(Passage):
_ _ _ _ _

Filipino physician and bacteriologist

Proceso Bautista Gabriel (2 July 1887 – 4 November 1935) was a Filipino physician and bacteriologist known for establishing the first privately owned bacteriological laboratory in the Philippines.

==Biography==
===Early life===
Gabriel was born on July 2, 1887, in Santa Cruz, Manila, the second of five children of Juana Bautista and Juan Gabriel, a leather dealer.

===Medical career===
After finishing medical studies at the University of Santo Tomas on January 14, 1903, Gabriel worked as a lecturer at the university while serving as Manila's municipal physician. He was among the first graduates of the first medical school in the Philippines together with José Rizal, Aristón Bautista, Manuel S. Guerrero, Trinidad Pardo de Tavera, Salvador Vivencio del Rosario, Sixto de Los Angeles and others. While practicing his medical profession, he conducted researches on fighting the great epidemics of cholera, smallpox, beriberi, and typhoid fever. He became the head of the Philippine Bureau of Health and assistant Dean at the UST Faculty of Medicine and Surgery. During his 20 years with the Bureau of Health, he published numerous medical researches and textbooks such as Manual de Higiene y Sanitación ("Manual on Hygiene and Sanitation") and Higiene Práctica y Métodos Clínicos de Laboratorio ("Practical Hygiene and Clinical Laboratory Methods").

_ _ _ _ _

(Extracted entries):
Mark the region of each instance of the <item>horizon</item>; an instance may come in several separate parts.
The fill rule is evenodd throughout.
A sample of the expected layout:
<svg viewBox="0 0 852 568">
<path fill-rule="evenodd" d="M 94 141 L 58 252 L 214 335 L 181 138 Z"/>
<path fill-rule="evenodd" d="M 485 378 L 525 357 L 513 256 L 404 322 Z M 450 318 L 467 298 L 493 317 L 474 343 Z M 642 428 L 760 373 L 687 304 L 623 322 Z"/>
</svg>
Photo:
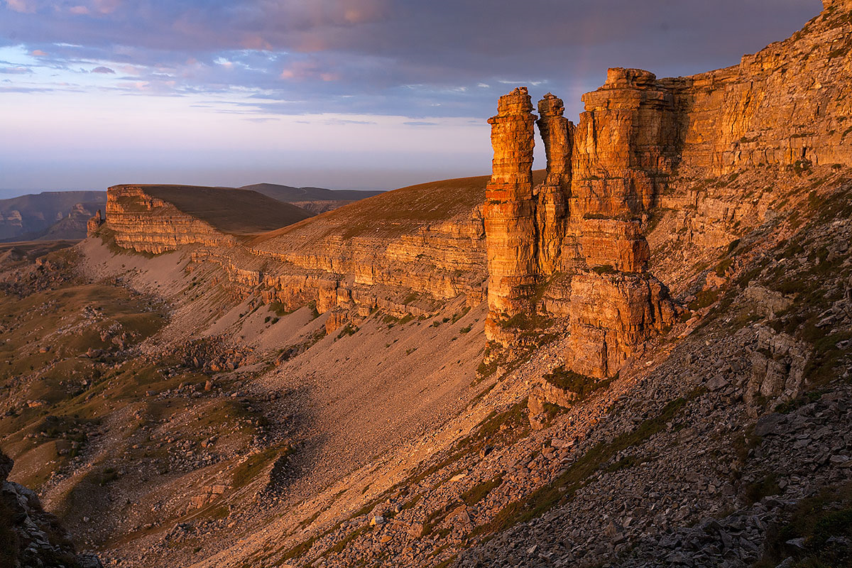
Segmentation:
<svg viewBox="0 0 852 568">
<path fill-rule="evenodd" d="M 256 180 L 389 190 L 487 175 L 486 120 L 514 87 L 553 92 L 576 122 L 608 67 L 729 66 L 820 7 L 4 0 L 0 197 Z"/>
</svg>

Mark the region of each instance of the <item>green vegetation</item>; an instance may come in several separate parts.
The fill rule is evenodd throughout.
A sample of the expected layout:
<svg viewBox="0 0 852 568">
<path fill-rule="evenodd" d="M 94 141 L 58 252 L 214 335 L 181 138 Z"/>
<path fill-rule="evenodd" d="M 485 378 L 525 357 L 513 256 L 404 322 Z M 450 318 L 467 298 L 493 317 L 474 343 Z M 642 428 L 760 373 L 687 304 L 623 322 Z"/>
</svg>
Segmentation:
<svg viewBox="0 0 852 568">
<path fill-rule="evenodd" d="M 245 487 L 253 481 L 261 472 L 267 468 L 273 462 L 281 458 L 286 458 L 293 453 L 294 450 L 289 445 L 277 445 L 267 448 L 263 451 L 250 456 L 249 459 L 237 466 L 231 474 L 231 484 L 235 488 Z"/>
<path fill-rule="evenodd" d="M 468 507 L 473 507 L 491 493 L 492 490 L 499 487 L 502 483 L 503 476 L 495 475 L 462 493 L 461 499 Z"/>
<path fill-rule="evenodd" d="M 580 402 L 589 398 L 596 390 L 607 387 L 617 377 L 609 379 L 596 379 L 591 376 L 575 373 L 567 370 L 563 365 L 554 369 L 551 372 L 544 375 L 544 381 L 550 382 L 554 387 L 577 393 L 574 402 Z"/>
<path fill-rule="evenodd" d="M 662 431 L 687 404 L 686 399 L 672 400 L 655 417 L 649 418 L 633 432 L 621 434 L 612 442 L 589 450 L 564 473 L 551 483 L 501 509 L 491 522 L 478 526 L 474 535 L 498 532 L 541 516 L 553 507 L 570 500 L 586 479 L 619 452 L 635 447 Z"/>
<path fill-rule="evenodd" d="M 803 539 L 802 546 L 788 544 Z M 766 552 L 757 568 L 770 568 L 792 557 L 797 568 L 852 564 L 852 484 L 831 488 L 800 501 L 790 520 L 770 529 Z"/>
</svg>

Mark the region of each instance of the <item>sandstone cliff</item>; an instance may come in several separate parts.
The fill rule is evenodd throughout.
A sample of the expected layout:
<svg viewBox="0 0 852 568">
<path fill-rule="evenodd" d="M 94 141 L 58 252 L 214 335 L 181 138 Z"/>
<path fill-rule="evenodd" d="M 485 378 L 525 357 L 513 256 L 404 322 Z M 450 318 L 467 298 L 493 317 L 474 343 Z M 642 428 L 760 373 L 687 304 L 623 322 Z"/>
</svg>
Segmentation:
<svg viewBox="0 0 852 568">
<path fill-rule="evenodd" d="M 719 212 L 718 198 L 699 195 L 696 181 L 765 166 L 852 164 L 849 8 L 826 2 L 792 37 L 727 69 L 666 79 L 610 69 L 603 86 L 583 96 L 576 128 L 547 94 L 538 123 L 548 178 L 535 187 L 527 90 L 502 97 L 489 120 L 494 167 L 484 209 L 489 337 L 512 343 L 519 314 L 565 318 L 569 366 L 613 376 L 676 313 L 648 272 L 652 215 L 680 213 L 700 255 L 736 238 L 734 218 L 763 221 L 768 204 L 746 204 L 746 189 L 734 189 Z M 549 288 L 556 273 L 567 278 Z"/>
<path fill-rule="evenodd" d="M 161 253 L 184 244 L 233 246 L 237 236 L 308 218 L 294 205 L 248 190 L 189 186 L 113 186 L 106 226 L 116 243 Z"/>
</svg>

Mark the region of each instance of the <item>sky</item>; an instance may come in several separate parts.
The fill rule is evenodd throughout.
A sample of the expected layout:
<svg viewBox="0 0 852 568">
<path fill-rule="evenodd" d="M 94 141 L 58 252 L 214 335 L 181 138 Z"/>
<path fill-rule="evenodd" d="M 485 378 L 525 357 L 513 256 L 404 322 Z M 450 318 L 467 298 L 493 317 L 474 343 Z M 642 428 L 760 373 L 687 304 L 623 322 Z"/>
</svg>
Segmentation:
<svg viewBox="0 0 852 568">
<path fill-rule="evenodd" d="M 488 174 L 497 99 L 735 65 L 820 0 L 0 0 L 0 198 Z M 541 144 L 536 167 L 544 167 Z"/>
</svg>

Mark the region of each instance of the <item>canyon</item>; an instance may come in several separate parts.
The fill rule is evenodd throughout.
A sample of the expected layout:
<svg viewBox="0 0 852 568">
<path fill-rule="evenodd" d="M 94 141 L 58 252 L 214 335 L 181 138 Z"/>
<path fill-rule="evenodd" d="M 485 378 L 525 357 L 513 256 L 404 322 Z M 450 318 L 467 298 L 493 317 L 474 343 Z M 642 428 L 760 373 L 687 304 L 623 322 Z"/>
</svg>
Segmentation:
<svg viewBox="0 0 852 568">
<path fill-rule="evenodd" d="M 519 86 L 490 176 L 315 215 L 110 187 L 0 246 L 2 471 L 112 566 L 847 565 L 850 38 Z"/>
</svg>

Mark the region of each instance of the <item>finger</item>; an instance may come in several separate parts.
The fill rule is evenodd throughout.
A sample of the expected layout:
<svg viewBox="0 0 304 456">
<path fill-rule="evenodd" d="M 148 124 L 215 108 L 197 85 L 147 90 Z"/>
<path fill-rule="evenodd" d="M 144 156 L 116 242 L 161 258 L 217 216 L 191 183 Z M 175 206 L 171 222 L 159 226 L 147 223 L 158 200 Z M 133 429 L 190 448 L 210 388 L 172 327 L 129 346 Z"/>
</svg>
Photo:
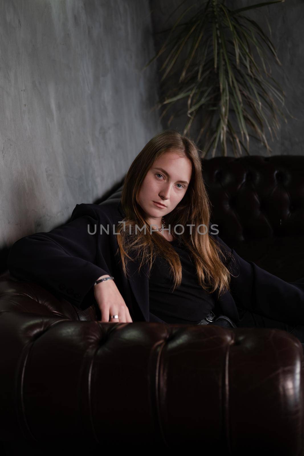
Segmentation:
<svg viewBox="0 0 304 456">
<path fill-rule="evenodd" d="M 108 308 L 103 308 L 102 310 L 100 309 L 100 312 L 101 313 L 101 319 L 99 320 L 99 321 L 101 321 L 102 323 L 108 323 L 109 321 L 109 310 Z"/>
<path fill-rule="evenodd" d="M 131 318 L 131 315 L 130 315 L 130 312 L 129 312 L 129 310 L 127 307 L 126 310 L 126 323 L 133 323 L 132 318 Z"/>
<path fill-rule="evenodd" d="M 118 318 L 114 318 L 115 316 L 117 316 Z M 120 315 L 118 311 L 116 309 L 114 311 L 110 310 L 109 313 L 108 321 L 109 323 L 119 323 L 120 321 Z"/>
</svg>

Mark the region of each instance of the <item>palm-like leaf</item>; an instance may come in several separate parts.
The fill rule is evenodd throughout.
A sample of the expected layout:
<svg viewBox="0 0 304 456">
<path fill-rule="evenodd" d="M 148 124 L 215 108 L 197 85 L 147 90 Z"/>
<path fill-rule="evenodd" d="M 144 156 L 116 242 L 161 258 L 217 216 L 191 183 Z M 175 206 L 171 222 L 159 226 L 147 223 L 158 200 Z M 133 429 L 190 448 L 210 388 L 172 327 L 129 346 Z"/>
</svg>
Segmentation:
<svg viewBox="0 0 304 456">
<path fill-rule="evenodd" d="M 189 119 L 184 134 L 190 131 L 196 115 L 201 114 L 203 124 L 196 141 L 203 136 L 202 156 L 210 150 L 214 156 L 219 146 L 227 155 L 228 140 L 236 156 L 242 150 L 249 154 L 250 137 L 258 139 L 270 153 L 265 128 L 272 139 L 273 133 L 277 137 L 283 94 L 271 75 L 270 66 L 267 68 L 269 56 L 281 64 L 270 38 L 244 13 L 283 1 L 233 10 L 226 6 L 223 0 L 205 0 L 193 16 L 181 23 L 192 5 L 166 31 L 169 33 L 161 49 L 145 66 L 169 51 L 160 68 L 164 71 L 161 79 L 164 97 L 157 107 L 166 105 L 162 117 L 175 103 L 182 103 L 187 98 L 185 112 Z M 173 68 L 186 46 L 188 54 L 179 76 Z M 184 108 L 178 114 L 185 112 Z M 174 109 L 168 125 L 177 113 Z M 238 131 L 233 126 L 236 122 Z"/>
</svg>

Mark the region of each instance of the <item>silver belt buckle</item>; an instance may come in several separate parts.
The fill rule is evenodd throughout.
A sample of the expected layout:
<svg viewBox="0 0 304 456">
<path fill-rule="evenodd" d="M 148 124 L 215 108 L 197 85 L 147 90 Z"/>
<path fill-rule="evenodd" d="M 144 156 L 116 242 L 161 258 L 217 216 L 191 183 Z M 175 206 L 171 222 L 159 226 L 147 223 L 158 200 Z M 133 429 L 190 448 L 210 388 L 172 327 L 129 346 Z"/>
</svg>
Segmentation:
<svg viewBox="0 0 304 456">
<path fill-rule="evenodd" d="M 206 320 L 208 322 L 208 323 L 207 323 L 207 324 L 208 324 L 209 323 L 212 323 L 216 319 L 216 316 L 215 314 L 213 313 L 213 312 L 211 311 L 210 311 L 210 312 L 209 312 L 209 313 L 208 313 L 208 315 L 207 315 L 207 316 L 205 317 L 205 320 Z"/>
</svg>

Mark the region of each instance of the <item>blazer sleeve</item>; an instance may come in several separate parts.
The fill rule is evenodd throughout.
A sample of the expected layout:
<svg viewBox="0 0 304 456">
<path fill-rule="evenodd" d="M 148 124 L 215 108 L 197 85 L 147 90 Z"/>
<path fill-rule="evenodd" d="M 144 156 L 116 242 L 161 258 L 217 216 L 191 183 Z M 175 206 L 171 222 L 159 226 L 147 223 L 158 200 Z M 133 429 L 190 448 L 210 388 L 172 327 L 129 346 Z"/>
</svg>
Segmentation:
<svg viewBox="0 0 304 456">
<path fill-rule="evenodd" d="M 232 254 L 230 292 L 237 306 L 288 324 L 304 324 L 304 284 L 285 282 L 243 259 L 218 235 L 214 238 L 224 253 Z"/>
<path fill-rule="evenodd" d="M 105 262 L 103 267 L 94 264 L 100 224 L 90 205 L 77 204 L 69 223 L 15 243 L 8 257 L 10 273 L 19 280 L 41 284 L 79 309 L 86 308 L 92 304 L 84 298 L 93 297 L 94 282 L 110 274 Z"/>
</svg>

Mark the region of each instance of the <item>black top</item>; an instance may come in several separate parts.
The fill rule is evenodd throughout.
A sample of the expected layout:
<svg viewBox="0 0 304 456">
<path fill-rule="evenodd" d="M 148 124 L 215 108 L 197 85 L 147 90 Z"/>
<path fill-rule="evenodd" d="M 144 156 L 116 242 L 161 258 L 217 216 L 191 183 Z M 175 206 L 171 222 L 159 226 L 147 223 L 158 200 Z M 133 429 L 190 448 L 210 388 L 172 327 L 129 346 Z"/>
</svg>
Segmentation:
<svg viewBox="0 0 304 456">
<path fill-rule="evenodd" d="M 199 284 L 191 252 L 178 240 L 170 244 L 180 255 L 181 283 L 172 292 L 169 265 L 157 255 L 149 280 L 150 311 L 166 323 L 197 324 L 214 308 L 215 302 Z"/>
</svg>

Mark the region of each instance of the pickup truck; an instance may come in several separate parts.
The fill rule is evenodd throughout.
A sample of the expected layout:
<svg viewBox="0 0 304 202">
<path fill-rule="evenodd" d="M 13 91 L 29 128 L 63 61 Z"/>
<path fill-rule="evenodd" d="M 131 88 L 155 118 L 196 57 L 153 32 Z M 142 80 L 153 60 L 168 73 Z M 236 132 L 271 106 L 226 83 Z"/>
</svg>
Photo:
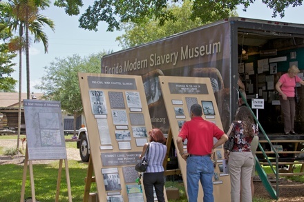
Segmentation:
<svg viewBox="0 0 304 202">
<path fill-rule="evenodd" d="M 88 162 L 90 159 L 90 144 L 88 141 L 88 131 L 84 127 L 78 130 L 77 148 L 79 149 L 80 158 L 83 162 Z"/>
</svg>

_ _ _ _ _

(Task requirements):
#1 In the passage on Proceso Bautista Gabriel, what was his father's occupation?
#2 Copy the passage on Proceso Bautista Gabriel from "Proceso Bautista Gabriel" to "a leather dealer.".

(Answer set):
#1 His father, Juan Gabriel, was a leather dealer.

#2
Proceso Bautista Gabriel (2 July 1887 – 4 November 1935) was a Filipino physician and bacteriologist known for establishing the first privately owned bacteriological laboratory in the Philippines.

==Biography==
===Early life===
Gabriel was born on July 2, 1887, in Santa Cruz, Manila, the second of five children of Juana Bautista and Juan Gabriel, a leather dealer.